==== Text block
He said there was no hindrance to discussing the past in a normal way, noting that some historians propound revisionist views of history and others rebut them.

But Ms Tan's film involved people who figured in the communist insurgency. "It was a violent struggle; it lasted for 40 years from 1949. On one side, you had the non-communists, democratic groups; on the other side, you had the Communist Party of Malaya (CPM) and their sympathisers in the Communist United Front... It was an armed struggle for power," he said, adding that these were matters of historical record, not seriously disputed.

The six self-declared CPM members in Ms Tan's film do not deny having been guerillas, and one even shows himself in jungle green carrying weapons.

After the insurgency, many communists returned to Singapore with their families after owning up to their actions.

They included former communist leaders Eu Chooi Yip and P.V. Sarma who returned from China in 1991. "They were superiors of some of the people who are in the movie - cleared their accounts, made their peace, lived and died here," Mr Lee said.

There is nothing to stop the exiles in Ms Tan's film from doing the same, he added.
========
==== Data lines
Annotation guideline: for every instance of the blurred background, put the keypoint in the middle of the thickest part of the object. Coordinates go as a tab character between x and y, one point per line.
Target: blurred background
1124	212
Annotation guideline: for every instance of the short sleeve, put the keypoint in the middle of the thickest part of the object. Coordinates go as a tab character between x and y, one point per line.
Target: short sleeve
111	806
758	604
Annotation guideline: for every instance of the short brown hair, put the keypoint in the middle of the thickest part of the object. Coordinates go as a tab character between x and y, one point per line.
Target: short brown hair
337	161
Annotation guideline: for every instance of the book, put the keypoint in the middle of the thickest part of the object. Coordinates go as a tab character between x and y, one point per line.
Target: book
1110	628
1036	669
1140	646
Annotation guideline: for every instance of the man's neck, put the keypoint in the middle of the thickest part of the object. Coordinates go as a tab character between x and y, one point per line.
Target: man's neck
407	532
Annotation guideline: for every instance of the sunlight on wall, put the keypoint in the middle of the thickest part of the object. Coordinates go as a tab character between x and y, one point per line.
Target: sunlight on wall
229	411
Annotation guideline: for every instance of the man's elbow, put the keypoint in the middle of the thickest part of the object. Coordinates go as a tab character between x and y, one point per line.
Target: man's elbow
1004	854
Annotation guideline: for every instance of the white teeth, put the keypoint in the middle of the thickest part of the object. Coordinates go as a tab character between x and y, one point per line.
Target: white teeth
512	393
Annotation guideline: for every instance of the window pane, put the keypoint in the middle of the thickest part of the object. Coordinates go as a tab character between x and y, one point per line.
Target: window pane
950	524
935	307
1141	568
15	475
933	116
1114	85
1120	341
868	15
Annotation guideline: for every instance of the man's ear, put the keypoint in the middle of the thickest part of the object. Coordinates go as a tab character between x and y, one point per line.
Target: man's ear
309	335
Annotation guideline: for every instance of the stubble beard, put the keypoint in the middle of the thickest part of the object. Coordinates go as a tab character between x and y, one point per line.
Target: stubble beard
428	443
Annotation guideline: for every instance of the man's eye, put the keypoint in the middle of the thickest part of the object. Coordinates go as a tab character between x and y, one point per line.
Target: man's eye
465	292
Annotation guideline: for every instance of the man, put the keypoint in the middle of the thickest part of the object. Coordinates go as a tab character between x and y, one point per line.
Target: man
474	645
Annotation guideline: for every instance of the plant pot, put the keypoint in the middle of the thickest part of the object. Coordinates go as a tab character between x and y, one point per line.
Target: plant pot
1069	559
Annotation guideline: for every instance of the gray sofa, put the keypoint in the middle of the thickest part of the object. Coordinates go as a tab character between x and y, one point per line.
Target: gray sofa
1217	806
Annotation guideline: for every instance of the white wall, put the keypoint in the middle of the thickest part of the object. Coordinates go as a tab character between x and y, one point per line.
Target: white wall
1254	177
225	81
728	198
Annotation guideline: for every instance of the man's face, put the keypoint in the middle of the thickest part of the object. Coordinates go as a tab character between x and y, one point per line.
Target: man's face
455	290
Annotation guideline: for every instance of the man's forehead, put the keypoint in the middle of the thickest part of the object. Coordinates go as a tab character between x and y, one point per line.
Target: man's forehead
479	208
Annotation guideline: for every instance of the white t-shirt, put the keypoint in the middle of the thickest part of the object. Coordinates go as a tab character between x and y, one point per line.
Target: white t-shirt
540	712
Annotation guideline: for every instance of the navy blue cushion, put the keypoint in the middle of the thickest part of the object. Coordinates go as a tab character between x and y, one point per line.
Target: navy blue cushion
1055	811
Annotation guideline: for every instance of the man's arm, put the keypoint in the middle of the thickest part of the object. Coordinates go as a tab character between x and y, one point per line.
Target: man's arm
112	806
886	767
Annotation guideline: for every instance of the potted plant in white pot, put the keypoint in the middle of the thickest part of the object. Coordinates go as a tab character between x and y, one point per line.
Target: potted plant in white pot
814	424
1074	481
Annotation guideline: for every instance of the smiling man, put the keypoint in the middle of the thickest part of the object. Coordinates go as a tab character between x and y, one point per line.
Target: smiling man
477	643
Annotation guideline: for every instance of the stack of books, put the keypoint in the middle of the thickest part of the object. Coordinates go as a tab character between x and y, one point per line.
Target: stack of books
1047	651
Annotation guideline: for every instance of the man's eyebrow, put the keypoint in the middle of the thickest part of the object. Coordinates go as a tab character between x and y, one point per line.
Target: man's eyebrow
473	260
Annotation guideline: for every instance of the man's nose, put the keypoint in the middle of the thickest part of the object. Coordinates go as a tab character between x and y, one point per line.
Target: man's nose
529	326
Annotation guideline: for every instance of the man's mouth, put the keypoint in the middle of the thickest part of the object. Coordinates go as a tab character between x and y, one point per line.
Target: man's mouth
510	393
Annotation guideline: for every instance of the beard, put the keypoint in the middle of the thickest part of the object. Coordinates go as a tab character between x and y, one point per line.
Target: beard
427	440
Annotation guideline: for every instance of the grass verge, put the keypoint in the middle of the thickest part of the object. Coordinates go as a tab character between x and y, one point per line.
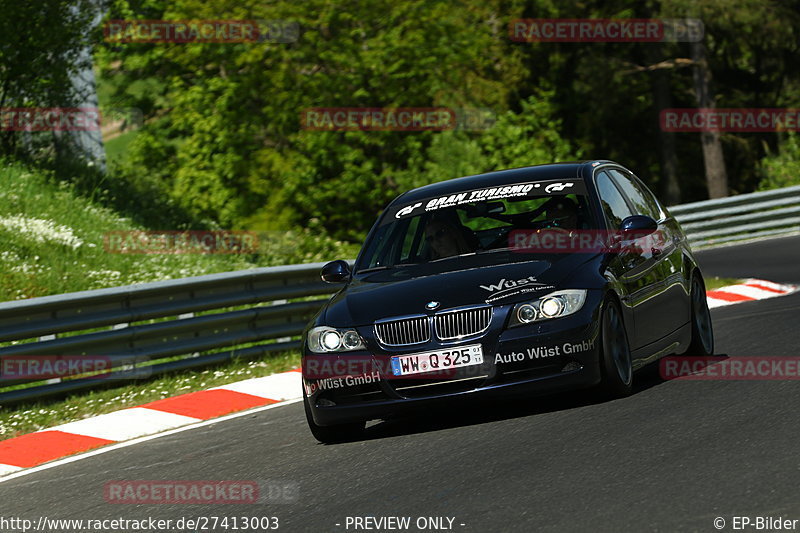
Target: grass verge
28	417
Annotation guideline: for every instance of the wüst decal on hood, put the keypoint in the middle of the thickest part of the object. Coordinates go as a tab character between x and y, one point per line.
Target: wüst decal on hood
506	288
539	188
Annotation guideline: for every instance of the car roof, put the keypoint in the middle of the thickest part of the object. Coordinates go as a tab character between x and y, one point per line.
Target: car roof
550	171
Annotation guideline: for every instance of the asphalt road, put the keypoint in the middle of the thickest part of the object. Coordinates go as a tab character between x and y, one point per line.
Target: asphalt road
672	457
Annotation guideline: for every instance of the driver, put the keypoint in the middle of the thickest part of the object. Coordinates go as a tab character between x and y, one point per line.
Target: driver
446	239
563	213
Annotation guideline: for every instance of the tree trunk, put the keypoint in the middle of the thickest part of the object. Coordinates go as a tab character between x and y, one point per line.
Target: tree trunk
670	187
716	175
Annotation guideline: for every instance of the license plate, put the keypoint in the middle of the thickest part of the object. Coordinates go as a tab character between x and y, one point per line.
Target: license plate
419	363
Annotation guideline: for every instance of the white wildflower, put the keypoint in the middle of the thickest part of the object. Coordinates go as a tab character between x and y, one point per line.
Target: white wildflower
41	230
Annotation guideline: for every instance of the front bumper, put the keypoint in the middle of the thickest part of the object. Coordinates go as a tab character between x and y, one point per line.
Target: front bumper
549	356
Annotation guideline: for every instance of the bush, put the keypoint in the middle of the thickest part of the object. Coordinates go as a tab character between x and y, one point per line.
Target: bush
========
* **Problems to work on**
[1] Rewrite the paragraph of the news excerpt that begins "But Ms Tan's film involved" in a shorter form, and keep its main facts.
[2] According to the news excerpt, in what year did Eu Chooi Yip and P.V. Sarma return from China?
[3] Reproduce the stretch of the news excerpt from "He said there" through "to their actions.".

* **Answer list**
[1] Ms Tan's film featured people from the communist insurgency. He described it as a violent armed struggle for power that lasted 40 years from 1949. It pitted non-communist, democratic groups against the Communist Party of Malaya (CPM) and its sympathisers in the Communist United Front. He added that these were matters of historical record, not seriously disputed.

[2] 1991

[3]
He said there was no hindrance to discussing the past in a normal way, noting that some historians propound revisionist views of history and others rebut them.

But Ms Tan's film involved people who figured in the communist insurgency. "It was a violent struggle; it lasted for 40 years from 1949. On one side, you had the non-communists, democratic groups; on the other side, you had the Communist Party of Malaya (CPM) and their sympathisers in the Communist United Front... It was an armed struggle for power," he said, adding that these were matters of historical record, not seriously disputed.

The six self-declared CPM members in Ms Tan's film do not deny having been guerillas, and one even shows himself in jungle green carrying weapons.

After the insurgency, many communists returned to Singapore with their families after owning up to their actions.